Data section:
* * *
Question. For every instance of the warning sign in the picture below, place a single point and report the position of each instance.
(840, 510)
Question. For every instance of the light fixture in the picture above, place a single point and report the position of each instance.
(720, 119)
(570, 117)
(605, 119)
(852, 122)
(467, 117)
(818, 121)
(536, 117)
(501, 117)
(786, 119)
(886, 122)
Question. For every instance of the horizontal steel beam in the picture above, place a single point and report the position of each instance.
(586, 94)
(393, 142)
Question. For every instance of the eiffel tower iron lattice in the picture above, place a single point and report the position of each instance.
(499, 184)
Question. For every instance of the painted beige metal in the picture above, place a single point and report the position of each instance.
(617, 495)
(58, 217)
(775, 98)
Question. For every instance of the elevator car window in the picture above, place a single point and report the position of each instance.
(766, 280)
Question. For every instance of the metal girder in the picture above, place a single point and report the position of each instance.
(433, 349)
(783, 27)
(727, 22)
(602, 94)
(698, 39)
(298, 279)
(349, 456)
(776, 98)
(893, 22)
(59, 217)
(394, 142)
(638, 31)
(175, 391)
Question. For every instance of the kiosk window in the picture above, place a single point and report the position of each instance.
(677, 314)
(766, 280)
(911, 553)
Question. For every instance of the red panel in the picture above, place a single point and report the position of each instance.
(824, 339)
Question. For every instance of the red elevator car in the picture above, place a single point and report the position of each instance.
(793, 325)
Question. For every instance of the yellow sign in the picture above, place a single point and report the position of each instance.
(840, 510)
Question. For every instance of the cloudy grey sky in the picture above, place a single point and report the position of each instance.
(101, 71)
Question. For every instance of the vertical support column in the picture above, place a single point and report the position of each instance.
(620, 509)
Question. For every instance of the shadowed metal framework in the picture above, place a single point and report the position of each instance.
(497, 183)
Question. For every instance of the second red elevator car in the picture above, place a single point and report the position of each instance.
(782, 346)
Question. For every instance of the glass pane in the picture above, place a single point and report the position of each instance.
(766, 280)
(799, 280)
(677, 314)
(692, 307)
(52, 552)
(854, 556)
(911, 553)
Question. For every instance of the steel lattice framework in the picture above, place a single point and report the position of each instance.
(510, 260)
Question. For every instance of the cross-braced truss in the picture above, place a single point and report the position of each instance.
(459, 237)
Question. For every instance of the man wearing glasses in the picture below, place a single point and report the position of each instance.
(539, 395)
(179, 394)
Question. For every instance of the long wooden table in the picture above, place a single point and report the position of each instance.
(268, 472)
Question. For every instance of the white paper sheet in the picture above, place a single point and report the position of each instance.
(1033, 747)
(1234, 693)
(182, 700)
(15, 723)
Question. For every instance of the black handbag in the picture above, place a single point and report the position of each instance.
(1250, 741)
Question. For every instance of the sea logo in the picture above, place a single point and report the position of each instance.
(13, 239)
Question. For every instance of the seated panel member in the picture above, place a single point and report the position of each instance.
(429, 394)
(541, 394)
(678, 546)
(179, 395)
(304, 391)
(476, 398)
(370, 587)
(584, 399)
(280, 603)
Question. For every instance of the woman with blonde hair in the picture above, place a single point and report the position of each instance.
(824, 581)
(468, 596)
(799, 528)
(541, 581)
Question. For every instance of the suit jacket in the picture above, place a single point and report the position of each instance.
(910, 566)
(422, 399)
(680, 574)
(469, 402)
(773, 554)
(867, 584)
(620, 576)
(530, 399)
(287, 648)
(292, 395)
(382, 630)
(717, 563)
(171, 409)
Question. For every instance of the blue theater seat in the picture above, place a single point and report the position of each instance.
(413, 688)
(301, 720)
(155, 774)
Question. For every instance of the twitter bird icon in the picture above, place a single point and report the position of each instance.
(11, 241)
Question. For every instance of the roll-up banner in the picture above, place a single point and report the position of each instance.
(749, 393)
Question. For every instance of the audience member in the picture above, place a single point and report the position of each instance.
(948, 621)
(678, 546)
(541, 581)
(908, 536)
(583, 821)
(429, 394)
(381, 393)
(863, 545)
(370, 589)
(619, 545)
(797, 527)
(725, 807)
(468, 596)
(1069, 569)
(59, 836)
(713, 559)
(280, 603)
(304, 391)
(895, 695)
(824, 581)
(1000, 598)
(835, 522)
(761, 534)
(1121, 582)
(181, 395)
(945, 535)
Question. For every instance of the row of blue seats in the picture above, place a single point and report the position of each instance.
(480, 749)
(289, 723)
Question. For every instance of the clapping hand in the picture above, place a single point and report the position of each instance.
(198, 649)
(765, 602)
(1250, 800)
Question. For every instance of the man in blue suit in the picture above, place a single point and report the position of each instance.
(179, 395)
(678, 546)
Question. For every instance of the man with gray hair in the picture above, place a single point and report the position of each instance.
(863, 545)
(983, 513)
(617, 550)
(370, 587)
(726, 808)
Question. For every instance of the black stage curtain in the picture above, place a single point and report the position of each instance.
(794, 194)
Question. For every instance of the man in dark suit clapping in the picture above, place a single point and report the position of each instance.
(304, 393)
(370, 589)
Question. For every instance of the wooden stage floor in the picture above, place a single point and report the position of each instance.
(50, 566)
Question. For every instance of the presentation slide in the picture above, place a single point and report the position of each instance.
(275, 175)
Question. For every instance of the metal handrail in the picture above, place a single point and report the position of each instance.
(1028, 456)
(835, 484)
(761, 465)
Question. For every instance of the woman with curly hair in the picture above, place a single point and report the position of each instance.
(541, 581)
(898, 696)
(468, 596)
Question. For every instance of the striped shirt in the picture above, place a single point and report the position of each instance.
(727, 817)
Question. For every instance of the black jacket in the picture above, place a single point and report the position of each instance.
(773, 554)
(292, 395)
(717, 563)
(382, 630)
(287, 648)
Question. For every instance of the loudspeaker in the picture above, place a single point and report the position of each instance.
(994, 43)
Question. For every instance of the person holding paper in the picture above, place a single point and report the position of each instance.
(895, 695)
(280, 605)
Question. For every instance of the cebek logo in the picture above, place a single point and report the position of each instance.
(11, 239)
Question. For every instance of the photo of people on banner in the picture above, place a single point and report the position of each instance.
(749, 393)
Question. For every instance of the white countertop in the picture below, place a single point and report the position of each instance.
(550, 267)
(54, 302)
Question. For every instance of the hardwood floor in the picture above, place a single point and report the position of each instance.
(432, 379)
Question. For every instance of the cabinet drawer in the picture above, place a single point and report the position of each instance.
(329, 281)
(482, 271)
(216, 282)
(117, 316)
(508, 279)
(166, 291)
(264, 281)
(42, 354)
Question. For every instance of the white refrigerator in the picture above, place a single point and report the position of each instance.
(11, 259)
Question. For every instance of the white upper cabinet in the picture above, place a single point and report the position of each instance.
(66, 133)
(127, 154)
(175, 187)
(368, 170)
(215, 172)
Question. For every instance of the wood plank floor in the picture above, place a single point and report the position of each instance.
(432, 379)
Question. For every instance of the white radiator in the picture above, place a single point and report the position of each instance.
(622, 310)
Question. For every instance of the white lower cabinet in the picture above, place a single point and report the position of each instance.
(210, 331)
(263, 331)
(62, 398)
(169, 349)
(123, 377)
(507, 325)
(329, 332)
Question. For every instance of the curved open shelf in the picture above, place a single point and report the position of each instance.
* * *
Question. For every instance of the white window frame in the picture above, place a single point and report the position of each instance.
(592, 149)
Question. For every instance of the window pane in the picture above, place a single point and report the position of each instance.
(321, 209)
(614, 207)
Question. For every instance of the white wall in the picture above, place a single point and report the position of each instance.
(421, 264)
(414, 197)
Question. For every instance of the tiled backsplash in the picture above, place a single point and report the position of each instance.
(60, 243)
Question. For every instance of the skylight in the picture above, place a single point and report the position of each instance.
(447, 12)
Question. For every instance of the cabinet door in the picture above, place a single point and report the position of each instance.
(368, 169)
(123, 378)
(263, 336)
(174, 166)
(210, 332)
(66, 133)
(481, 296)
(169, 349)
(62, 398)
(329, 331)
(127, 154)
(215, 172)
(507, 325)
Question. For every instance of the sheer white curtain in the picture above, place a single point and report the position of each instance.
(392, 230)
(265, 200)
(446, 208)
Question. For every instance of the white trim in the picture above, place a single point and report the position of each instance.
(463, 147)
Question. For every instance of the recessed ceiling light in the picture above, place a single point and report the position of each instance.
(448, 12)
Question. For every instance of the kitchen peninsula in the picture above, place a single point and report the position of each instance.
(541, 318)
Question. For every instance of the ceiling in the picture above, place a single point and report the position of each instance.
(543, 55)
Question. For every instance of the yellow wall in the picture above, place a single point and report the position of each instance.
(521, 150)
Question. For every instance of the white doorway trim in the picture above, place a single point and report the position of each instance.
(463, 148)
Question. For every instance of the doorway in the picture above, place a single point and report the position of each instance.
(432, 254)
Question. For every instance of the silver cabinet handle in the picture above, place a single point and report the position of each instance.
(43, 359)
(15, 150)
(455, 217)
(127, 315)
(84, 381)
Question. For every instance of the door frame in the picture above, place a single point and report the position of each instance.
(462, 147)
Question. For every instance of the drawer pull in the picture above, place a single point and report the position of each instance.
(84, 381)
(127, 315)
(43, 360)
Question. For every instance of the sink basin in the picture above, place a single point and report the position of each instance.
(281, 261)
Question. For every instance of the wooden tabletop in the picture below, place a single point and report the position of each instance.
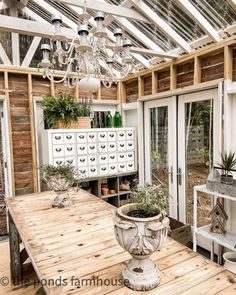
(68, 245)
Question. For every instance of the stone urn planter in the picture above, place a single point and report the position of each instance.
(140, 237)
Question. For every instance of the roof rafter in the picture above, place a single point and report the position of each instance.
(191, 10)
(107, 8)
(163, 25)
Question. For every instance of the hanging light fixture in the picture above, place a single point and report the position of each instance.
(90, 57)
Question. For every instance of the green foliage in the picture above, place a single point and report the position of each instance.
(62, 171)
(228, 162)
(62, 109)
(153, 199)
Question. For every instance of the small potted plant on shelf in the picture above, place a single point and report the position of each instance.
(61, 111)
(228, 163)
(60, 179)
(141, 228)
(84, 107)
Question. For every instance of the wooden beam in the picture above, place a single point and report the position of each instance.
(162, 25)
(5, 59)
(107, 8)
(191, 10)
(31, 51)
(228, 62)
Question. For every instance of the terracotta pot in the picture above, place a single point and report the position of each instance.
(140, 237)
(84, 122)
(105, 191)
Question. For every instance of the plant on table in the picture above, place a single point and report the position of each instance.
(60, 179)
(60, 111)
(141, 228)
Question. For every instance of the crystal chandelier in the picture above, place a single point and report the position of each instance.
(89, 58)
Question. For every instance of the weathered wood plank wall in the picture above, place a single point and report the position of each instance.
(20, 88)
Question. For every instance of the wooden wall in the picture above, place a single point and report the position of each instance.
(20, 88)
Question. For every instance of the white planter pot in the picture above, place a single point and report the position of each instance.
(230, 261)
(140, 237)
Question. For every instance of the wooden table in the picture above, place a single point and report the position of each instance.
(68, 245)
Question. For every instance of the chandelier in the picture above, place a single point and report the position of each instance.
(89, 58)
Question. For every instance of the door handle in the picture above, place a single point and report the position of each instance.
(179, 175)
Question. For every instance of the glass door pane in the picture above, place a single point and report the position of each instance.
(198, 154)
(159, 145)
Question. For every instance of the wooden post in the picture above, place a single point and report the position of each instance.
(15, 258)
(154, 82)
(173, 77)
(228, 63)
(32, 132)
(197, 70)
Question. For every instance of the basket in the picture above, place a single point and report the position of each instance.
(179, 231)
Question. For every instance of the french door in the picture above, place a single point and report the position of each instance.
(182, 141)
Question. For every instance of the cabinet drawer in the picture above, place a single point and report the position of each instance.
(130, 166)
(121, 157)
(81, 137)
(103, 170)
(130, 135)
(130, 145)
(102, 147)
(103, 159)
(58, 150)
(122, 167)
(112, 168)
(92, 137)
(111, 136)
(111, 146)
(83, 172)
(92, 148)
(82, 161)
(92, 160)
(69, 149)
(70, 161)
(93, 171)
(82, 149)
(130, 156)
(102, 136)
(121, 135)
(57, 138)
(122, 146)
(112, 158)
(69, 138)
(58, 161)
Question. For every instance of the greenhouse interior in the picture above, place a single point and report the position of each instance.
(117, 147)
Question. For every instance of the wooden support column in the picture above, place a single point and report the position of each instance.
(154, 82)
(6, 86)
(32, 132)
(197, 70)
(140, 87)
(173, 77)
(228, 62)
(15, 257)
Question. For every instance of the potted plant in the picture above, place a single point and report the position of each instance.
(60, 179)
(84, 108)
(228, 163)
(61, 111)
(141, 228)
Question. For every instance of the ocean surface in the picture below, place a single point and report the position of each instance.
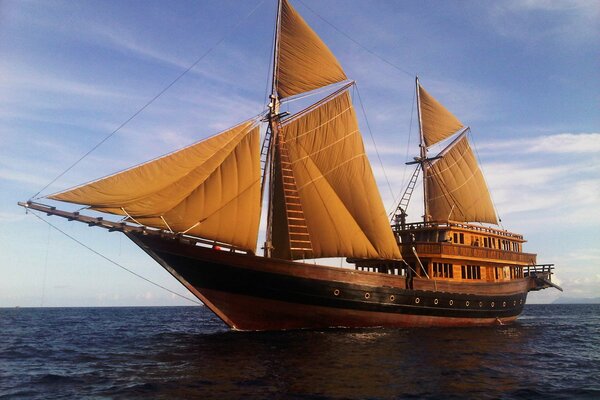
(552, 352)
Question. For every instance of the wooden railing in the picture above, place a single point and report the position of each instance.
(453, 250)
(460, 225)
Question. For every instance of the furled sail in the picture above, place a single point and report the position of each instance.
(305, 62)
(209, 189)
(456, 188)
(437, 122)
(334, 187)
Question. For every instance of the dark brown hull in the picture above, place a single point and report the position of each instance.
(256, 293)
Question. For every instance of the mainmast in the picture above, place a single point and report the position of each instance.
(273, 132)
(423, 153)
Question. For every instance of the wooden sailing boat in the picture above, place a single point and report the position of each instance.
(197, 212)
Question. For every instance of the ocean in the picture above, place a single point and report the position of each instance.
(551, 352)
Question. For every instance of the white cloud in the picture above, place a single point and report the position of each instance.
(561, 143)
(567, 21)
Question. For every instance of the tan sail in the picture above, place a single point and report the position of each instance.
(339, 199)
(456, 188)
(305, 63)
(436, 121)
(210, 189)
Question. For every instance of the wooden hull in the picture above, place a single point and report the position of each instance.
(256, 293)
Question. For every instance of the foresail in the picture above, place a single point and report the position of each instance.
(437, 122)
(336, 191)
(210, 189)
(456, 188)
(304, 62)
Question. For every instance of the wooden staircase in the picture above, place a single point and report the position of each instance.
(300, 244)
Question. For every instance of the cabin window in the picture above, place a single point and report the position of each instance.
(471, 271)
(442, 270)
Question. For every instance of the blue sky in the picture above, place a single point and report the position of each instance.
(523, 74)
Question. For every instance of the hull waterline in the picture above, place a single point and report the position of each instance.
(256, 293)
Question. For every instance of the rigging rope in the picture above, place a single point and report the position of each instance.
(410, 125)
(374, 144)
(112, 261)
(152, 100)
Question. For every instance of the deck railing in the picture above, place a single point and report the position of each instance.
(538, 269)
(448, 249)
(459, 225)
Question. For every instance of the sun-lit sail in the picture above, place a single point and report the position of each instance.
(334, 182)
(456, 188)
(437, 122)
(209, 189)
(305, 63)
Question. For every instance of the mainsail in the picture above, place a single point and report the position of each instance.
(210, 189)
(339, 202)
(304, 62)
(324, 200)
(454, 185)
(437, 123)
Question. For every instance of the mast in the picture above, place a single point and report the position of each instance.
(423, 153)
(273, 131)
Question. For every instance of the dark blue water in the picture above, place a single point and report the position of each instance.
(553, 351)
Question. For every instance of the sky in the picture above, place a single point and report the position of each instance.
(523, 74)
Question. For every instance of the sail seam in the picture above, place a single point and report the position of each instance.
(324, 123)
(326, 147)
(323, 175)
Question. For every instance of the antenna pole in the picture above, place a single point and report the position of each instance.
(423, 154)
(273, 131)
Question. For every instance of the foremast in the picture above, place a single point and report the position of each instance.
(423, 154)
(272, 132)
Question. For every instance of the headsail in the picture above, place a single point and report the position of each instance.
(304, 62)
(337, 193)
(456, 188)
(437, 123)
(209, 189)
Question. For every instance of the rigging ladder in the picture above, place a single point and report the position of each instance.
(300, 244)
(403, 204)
* * *
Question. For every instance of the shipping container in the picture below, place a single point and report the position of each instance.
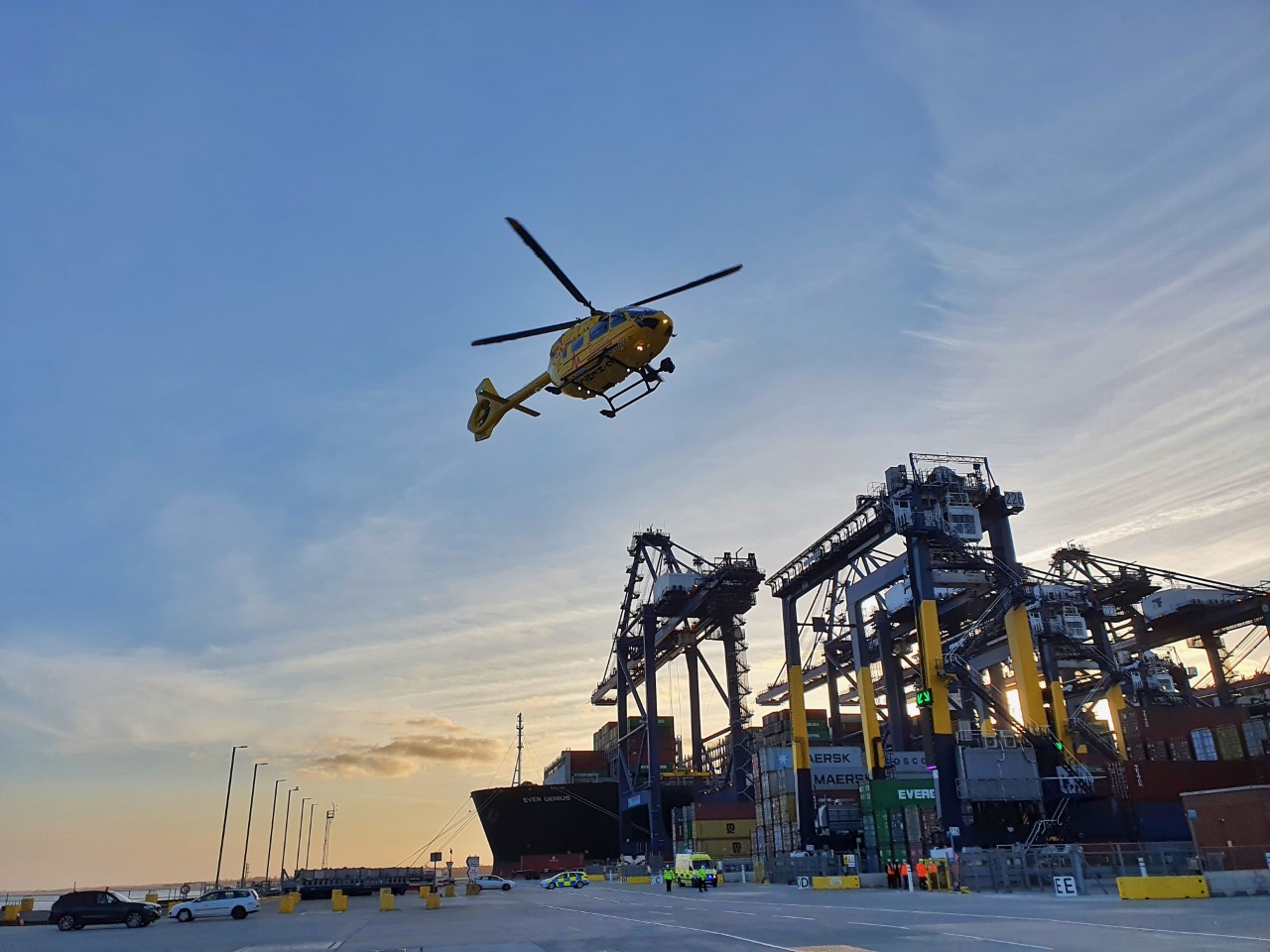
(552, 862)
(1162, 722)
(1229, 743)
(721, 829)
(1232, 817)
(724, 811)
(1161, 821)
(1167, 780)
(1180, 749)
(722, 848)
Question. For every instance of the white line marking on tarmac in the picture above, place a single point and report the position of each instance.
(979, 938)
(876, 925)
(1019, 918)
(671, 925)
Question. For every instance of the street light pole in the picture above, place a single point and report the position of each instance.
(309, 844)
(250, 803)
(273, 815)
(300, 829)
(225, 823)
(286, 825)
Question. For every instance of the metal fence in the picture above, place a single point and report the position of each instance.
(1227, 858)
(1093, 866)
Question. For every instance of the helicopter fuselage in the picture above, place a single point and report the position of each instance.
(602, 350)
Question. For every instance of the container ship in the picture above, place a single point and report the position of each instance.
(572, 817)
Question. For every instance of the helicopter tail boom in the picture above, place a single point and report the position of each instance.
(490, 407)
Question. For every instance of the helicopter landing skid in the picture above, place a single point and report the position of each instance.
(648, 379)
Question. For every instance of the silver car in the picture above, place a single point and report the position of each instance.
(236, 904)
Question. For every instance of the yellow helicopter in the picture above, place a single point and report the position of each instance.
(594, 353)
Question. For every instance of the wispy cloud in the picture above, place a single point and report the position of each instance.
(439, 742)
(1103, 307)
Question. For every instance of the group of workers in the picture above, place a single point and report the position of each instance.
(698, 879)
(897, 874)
* * *
Exercise objective: Could you copy out, word for word, the stretch of material that starts with the line containing "Question. For every instance of the white refrigerator" and ends with the line containing "Question. For every instance of the curved", including both of those lines?

Result for this exercise:
Question. For every instance of the white refrigerator in the picture above, place a single point and report the position of each instance.
(11, 259)
Question. For every instance of the white upper cabinet in the picture above, place a single point and report the position of each instance.
(66, 133)
(127, 154)
(175, 187)
(368, 170)
(215, 172)
Question. For every instance of the wood plank floor in the picture above, place a single point and report the position of each instance.
(432, 379)
Question. For every instance of the white radiator in the picture above, place a single point and report the position of each instance.
(622, 310)
Question. For every instance of the white lower cabinet in the picture above, place a single point and report the position of each instance.
(210, 331)
(263, 331)
(62, 398)
(169, 349)
(123, 377)
(507, 325)
(329, 332)
Question. For every instance of the curved open shelf in the picture above, place a single point and report the position of each instance.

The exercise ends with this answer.